*EXERCISE PROMPT:*
Copy the stretch from the line containing "highway in the photo below." through the end of the items, substituting "motorway" for "highway" and leaving everything else unchanged. Omit the picture from your answer.

*ENTRIES SUPPLIED:*
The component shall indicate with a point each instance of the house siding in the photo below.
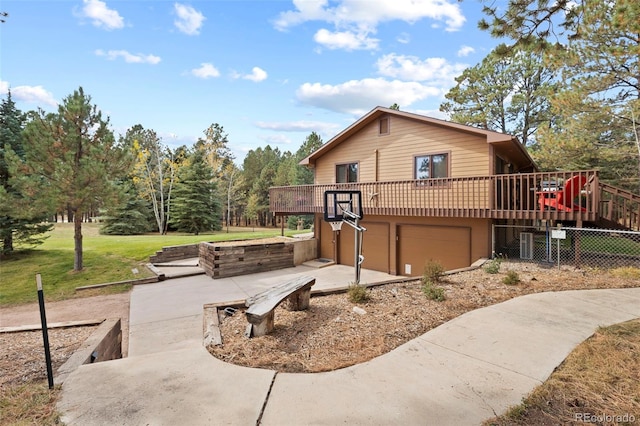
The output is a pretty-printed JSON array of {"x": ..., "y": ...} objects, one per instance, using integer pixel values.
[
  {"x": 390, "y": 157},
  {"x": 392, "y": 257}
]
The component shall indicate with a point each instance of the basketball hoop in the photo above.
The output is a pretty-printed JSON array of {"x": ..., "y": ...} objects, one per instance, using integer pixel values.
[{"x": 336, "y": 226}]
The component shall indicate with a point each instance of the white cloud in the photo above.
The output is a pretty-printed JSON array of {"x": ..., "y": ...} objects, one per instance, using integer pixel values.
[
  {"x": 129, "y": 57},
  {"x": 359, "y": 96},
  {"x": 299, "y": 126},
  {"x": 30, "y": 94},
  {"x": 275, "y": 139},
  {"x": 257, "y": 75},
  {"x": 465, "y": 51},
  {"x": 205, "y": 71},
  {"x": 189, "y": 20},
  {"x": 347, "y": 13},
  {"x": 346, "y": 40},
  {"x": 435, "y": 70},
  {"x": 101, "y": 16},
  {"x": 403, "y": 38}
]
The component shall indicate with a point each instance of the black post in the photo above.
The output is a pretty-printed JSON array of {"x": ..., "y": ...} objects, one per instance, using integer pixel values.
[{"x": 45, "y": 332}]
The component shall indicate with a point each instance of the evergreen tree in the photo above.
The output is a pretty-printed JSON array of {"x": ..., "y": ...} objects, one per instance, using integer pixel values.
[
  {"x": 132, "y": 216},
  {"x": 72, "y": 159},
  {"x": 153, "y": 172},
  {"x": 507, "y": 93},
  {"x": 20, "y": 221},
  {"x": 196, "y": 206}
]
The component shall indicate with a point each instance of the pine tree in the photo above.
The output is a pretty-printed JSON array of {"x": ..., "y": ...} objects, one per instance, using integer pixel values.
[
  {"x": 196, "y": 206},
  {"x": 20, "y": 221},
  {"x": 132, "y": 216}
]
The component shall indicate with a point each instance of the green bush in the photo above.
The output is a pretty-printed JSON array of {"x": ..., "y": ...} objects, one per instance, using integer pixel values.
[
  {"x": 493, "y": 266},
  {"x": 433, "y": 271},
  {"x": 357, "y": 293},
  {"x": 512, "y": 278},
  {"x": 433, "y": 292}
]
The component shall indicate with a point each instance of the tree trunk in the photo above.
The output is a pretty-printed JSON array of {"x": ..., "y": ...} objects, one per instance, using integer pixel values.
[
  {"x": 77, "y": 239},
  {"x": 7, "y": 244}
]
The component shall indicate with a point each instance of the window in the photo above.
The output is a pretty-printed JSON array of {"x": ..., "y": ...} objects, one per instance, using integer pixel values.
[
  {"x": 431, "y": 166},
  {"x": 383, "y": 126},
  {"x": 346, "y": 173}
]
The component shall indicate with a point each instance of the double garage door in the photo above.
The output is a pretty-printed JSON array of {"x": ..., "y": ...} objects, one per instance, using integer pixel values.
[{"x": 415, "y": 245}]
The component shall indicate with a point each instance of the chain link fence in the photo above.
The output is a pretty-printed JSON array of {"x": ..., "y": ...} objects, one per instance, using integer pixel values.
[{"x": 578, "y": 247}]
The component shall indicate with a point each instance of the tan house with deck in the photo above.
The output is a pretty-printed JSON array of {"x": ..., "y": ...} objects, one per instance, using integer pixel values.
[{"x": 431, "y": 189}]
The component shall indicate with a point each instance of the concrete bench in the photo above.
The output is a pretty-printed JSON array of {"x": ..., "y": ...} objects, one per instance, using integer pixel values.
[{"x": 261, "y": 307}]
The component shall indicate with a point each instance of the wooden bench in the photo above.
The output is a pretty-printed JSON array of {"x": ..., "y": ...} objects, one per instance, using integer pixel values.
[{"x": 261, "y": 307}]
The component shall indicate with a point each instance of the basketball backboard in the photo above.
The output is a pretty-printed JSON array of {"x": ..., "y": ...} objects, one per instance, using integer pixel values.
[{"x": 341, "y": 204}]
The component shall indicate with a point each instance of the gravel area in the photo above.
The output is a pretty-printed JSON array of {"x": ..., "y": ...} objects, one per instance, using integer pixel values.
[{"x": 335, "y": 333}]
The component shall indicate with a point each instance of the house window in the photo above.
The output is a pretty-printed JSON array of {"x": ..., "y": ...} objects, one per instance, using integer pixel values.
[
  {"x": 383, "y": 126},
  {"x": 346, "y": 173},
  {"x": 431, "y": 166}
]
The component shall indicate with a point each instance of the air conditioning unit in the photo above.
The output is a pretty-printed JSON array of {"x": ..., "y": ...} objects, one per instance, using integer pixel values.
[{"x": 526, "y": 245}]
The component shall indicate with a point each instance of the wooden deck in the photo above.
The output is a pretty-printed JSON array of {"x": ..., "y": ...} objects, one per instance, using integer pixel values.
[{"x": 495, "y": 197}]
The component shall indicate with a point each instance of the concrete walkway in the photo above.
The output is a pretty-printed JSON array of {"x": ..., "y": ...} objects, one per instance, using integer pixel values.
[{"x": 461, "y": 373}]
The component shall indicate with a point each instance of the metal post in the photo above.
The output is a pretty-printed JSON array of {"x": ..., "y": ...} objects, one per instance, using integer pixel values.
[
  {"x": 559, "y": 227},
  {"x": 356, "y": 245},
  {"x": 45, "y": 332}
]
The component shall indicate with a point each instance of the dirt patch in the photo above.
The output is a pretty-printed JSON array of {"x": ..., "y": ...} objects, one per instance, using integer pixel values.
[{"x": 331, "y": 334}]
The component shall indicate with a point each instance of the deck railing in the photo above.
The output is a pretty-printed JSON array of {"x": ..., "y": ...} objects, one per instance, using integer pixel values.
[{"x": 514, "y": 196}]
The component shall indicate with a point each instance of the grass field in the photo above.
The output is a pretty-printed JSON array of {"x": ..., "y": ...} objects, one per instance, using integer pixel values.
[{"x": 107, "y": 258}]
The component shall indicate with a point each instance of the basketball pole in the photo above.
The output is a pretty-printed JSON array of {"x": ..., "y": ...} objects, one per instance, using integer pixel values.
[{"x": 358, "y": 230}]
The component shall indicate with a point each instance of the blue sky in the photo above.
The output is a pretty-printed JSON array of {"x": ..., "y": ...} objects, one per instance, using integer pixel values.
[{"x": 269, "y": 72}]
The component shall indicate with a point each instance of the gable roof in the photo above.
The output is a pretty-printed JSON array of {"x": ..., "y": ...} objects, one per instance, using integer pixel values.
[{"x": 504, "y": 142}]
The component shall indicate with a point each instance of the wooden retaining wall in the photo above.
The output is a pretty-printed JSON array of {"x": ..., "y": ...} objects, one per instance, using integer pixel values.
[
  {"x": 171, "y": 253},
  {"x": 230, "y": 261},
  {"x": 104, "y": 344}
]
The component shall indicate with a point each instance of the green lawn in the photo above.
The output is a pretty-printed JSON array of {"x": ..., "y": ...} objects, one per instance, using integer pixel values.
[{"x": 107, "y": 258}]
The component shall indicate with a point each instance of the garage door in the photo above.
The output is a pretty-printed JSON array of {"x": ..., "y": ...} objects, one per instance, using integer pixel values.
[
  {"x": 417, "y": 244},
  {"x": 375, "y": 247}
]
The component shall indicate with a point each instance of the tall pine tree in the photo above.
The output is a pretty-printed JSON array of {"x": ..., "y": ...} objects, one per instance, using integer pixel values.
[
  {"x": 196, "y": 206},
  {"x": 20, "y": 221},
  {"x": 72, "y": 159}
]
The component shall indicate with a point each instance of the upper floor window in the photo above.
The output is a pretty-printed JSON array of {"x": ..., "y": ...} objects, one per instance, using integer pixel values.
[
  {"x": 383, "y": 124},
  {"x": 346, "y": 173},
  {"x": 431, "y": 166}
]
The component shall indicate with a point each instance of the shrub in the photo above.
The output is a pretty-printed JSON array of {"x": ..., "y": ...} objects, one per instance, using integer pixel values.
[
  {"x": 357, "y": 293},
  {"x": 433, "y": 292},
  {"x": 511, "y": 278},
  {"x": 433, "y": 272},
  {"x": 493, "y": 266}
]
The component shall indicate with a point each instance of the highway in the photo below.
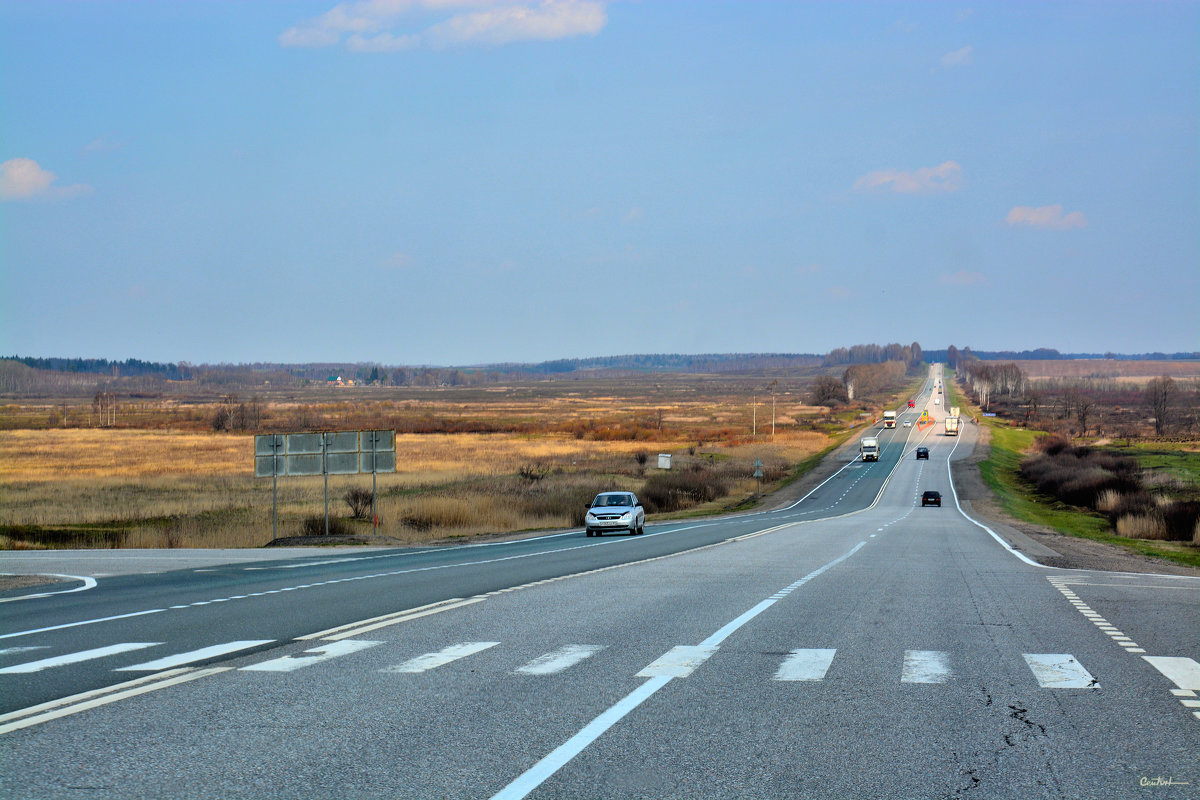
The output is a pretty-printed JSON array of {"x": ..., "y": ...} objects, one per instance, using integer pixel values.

*COMPLETED TASK:*
The component shall indicate with a point each instance of the motorway in the photo below.
The output is a pretty-printed JSON array of {"x": ..., "y": ...} objects, one per instance, using integer pixel values.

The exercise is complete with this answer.